Exercise — Your answer must be the lines of the entries below, exactly as written, from the first line through the line containing "positive clicks: (228, 369)".

** Opening Recorded data block **

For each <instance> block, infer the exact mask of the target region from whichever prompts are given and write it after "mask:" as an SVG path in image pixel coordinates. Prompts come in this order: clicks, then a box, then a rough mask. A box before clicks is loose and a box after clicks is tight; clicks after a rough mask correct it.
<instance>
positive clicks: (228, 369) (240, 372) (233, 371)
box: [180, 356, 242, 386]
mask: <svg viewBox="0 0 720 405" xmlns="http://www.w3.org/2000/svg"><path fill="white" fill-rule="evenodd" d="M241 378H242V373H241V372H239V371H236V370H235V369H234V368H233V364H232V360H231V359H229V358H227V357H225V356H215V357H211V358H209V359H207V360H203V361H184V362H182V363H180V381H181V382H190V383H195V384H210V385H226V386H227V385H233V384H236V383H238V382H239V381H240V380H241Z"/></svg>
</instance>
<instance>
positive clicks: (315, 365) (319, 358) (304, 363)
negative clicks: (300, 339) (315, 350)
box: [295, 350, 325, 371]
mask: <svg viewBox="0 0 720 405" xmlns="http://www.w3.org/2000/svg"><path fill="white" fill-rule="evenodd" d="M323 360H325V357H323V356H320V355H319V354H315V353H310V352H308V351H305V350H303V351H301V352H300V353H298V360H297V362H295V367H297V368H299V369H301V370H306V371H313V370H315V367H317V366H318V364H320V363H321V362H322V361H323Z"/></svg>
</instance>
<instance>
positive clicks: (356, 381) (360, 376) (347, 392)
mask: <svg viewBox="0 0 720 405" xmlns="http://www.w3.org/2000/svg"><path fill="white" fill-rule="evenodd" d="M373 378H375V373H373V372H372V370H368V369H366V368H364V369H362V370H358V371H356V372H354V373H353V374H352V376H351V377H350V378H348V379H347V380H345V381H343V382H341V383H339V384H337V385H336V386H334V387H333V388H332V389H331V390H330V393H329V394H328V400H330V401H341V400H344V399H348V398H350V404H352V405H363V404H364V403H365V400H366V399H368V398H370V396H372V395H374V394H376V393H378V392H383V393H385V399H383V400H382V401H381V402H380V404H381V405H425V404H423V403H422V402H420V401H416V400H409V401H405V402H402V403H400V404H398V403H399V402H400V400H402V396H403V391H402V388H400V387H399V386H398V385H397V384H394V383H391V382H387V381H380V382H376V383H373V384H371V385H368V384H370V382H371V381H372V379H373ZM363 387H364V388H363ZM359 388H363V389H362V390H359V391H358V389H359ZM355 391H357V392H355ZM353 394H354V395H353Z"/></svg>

** Closing Recorded data block **

Output of the task —
For each <instance> block, infer the exact mask of the target region from whichever prompts are given and write it after "mask:" as an SVG path in image pixel coordinates. Prompts come in this order: clicks, then a box, then a rough mask. A box before clicks is loose and a box after clicks is tight; clicks after a rough mask correct it.
<instance>
positive clicks: (228, 369) (240, 372) (233, 371)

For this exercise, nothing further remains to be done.